Every record must be restated exactly as written.

→ RECORDS SHOWN
__________
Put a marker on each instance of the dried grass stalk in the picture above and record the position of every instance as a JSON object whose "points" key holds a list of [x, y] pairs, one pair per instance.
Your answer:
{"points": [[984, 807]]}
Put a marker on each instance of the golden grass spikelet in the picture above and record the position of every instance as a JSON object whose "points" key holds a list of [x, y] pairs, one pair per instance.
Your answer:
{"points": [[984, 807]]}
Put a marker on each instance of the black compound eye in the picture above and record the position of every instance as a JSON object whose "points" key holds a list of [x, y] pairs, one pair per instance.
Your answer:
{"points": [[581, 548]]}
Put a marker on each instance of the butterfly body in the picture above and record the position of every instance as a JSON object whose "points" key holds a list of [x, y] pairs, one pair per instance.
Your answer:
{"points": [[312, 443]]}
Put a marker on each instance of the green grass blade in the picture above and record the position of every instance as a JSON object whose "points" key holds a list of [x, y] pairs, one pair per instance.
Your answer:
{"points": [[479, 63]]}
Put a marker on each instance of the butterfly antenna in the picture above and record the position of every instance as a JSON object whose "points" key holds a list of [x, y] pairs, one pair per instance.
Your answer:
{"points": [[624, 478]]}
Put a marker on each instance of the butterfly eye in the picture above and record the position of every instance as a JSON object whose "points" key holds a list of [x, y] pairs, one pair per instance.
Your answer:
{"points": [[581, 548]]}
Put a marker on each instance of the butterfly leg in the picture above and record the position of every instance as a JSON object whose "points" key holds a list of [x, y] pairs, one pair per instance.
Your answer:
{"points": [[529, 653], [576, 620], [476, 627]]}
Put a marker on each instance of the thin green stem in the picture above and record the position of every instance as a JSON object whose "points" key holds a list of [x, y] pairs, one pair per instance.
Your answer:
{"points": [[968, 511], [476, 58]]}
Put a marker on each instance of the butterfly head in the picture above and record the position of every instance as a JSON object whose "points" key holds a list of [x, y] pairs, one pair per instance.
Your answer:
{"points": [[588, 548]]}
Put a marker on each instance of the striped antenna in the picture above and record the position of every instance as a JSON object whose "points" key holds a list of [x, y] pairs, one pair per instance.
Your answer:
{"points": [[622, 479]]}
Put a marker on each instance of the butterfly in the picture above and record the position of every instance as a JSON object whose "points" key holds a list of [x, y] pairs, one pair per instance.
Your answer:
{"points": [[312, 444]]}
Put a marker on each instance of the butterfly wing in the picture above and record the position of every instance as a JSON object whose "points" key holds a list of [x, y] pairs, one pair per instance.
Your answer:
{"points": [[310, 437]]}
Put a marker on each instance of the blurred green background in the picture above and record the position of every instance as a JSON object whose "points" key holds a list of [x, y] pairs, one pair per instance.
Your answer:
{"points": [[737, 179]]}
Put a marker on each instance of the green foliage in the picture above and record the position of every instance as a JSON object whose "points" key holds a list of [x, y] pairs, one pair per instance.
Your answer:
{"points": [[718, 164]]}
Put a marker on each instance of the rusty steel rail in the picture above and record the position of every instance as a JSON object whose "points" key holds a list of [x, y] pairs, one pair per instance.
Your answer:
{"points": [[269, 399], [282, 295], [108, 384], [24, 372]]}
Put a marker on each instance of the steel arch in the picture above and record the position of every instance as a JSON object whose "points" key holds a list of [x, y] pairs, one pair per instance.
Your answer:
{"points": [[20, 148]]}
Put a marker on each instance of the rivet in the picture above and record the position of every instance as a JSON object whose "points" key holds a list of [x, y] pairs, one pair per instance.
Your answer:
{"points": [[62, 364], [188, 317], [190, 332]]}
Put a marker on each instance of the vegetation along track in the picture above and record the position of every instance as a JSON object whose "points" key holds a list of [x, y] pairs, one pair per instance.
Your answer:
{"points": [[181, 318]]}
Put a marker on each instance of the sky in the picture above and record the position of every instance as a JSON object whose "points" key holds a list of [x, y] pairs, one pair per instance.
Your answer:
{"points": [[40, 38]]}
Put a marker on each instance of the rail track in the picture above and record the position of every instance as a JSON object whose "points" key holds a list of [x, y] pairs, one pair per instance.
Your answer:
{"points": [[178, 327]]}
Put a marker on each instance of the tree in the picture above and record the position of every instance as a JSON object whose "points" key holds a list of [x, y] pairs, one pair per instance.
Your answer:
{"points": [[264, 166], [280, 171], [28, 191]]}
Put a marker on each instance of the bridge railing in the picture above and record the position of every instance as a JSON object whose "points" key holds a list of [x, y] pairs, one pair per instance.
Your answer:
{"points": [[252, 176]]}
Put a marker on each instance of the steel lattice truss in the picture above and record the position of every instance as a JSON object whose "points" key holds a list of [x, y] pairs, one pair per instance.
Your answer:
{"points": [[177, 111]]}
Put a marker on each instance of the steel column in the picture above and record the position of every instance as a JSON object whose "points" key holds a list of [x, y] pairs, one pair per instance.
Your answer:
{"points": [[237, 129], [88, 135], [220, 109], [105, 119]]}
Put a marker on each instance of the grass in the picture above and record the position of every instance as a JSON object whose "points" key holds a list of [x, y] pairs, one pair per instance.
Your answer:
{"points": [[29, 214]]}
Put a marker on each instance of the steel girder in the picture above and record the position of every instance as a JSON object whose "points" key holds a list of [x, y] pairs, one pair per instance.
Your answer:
__________
→ RESPONSE BOX
Put a marker on each instance of the dried grass stalk in the picture above and record the position of every instance as a JSON object whose "points" key holds a list of [x, y] pairs, one pair per instance.
Your answer:
{"points": [[984, 807]]}
Put a marker on each instance of the golden grass spikelet in the picture above and record the position of every instance as a JSON object whose "points" key holds a list of [x, y] pairs, one pair per instance.
Your answer:
{"points": [[984, 807]]}
Put a marker on each instance of the black compound eye in the picture above and record the position of every instance as a JSON object whose "points" key holds a list of [x, y] pairs, one pair per instance.
Your answer:
{"points": [[581, 548]]}
Put a marker on each instance of the butterfly body in the picture above and record the position of every instance as a JSON object whose "points" key holds a list of [x, y] pairs, one pair per instance.
Your answer:
{"points": [[312, 443]]}
Put a marker on each instance of the green grass blade in the picture above and record the position of every instance as a JSON object whose "points" key holds a list of [x, y] pairs, one pair per instance.
Your answer:
{"points": [[479, 63]]}
Put a marker on each instance of the butterfly antenna in the picture above and record the position of every instance as a JSON object whose "points" key holds a list of [x, y] pairs, one pair per instance.
Your answer:
{"points": [[624, 478]]}
Put a marker on each instance of the butterfly eye in the picture above and record the position of every instance as a JSON object whose "points" key holds a list of [x, y] pairs, one pair per instance.
Your answer:
{"points": [[581, 548]]}
Put a marker on each instance of the butterfly leg in the picture above and record the position of every instance as a JSON object whose "points" key holds a list of [x, y] pairs, one pair per instance.
Your answer:
{"points": [[529, 653], [576, 620], [476, 627]]}
Put a marker on each instance of the thin green stem in the picture above and record the position of every instance as a JSON object whose "points" key holds a list of [x, y] pairs, one pair per instance.
Your answer:
{"points": [[968, 511], [476, 58]]}
Put a marker on each instance of the butterfly head in the picture above and record the position of every instance as a JSON object whose "points" key holds a list of [x, y] pairs, one pair per instance.
Your answer:
{"points": [[588, 548]]}
Put a marker on each instance of the striped antenna in the picture above and record the position of every instance as a JSON object whose "points" key holds a list of [x, y] pairs, one pair per instance.
Your answer:
{"points": [[622, 479]]}
Put a marker on each instance of the butterfly in the picture above and record the position of every instance as a JSON object whose "points" key holds a list of [x, y] pairs, one pair per instance.
Your answer:
{"points": [[312, 444]]}
Put a marker on each instance of the butterfly wing in the picture above and record the position of every instance as a JSON object whose "points" key holds a list of [x, y] pairs, one pair per instance.
Your answer:
{"points": [[310, 437]]}
Put a marker on each instance of the blurred green background in the picture above and record the position of every instance as a JSON object whose "points" key holds a list of [x, y] pairs, one pair per instance.
Your answer:
{"points": [[737, 179]]}
Put a marker on each instance of the green foliage in the picture above and record the position of every instance as a JSON object whose "points" key holds a list of [x, y] pairs, one pair per instance.
Your answer:
{"points": [[718, 164]]}
Put a marker on each instance of the rusty steel rail in the picture above and record the position of every instance as a JSON object whose "points" key holds a list of [x, y] pairs, one pair per instance.
Your answer:
{"points": [[269, 399], [282, 295], [108, 384], [24, 372]]}
Put a marker on each instance of the steel arch in the picture above and record the position of every instance as a JSON object whose "points" key holds a list of [x, y] pairs, one pair per instance.
Your answer:
{"points": [[20, 148]]}
Put a marker on each instance of the rivet in the picture above and record the position of every instance as a JSON object whose "points" key holds a list of [x, y] pairs, one pair per instance.
Your answer:
{"points": [[62, 364], [188, 317], [190, 332]]}
Put a marker on each instance of the vegetation along track in the picture above and record the position of every instance as a JSON object whose "points" key holds a list of [x, y] pairs, one pair per instance.
Your answer:
{"points": [[181, 318]]}
Put a marker on each instance of the sky in the picture above and record the position of every instance as a JSON object whose "points" key holds a list of [x, y] pairs, one pair per instance.
Your answer:
{"points": [[40, 38]]}
Put a marker on each instance of the rail track in the picture above and record the position of every instance as a JSON object whose "points" key holds a list of [x, y] pairs, one pair per instance.
Your answer:
{"points": [[178, 327]]}
Put a marker on each instance of the tree in the picture above and record the position of every instance as a JSON object whose "points" key holds a list of [x, y] pairs, one pair per instance.
Your answer:
{"points": [[264, 166], [280, 171], [28, 191]]}
Put a marker on each instance of the bridge railing in the picture above and record the position of every instance as a JSON object whose "points" key holds a list of [x, y] pairs, one pair per instance.
Your answer:
{"points": [[252, 176]]}
Put a marker on each instance of the steel lattice truss in the picture above and record the position of every instance as a JSON object whose "points" key holds a list of [x, y] pairs, one pair per instance.
Your answer:
{"points": [[177, 111]]}
Put a marker on each instance of the steel column in the picture above and record the position of every instance as a JSON object whose "points" key holds a list of [x, y] pairs, one pair per instance.
Your answer:
{"points": [[237, 129], [88, 135], [220, 109], [105, 119]]}
Put a marker on each instance of the grass in the picture above and record the position of every instance as a JSON object whose "points" key holds a list of [x, y] pairs, one pair per instance.
Your answer:
{"points": [[29, 214]]}
Put a marker on each instance of the steel girder in the picture above and record the position of every instance as a JSON object whose "points" key holds a list of [x, y] pairs, one pair per instance.
Your answer:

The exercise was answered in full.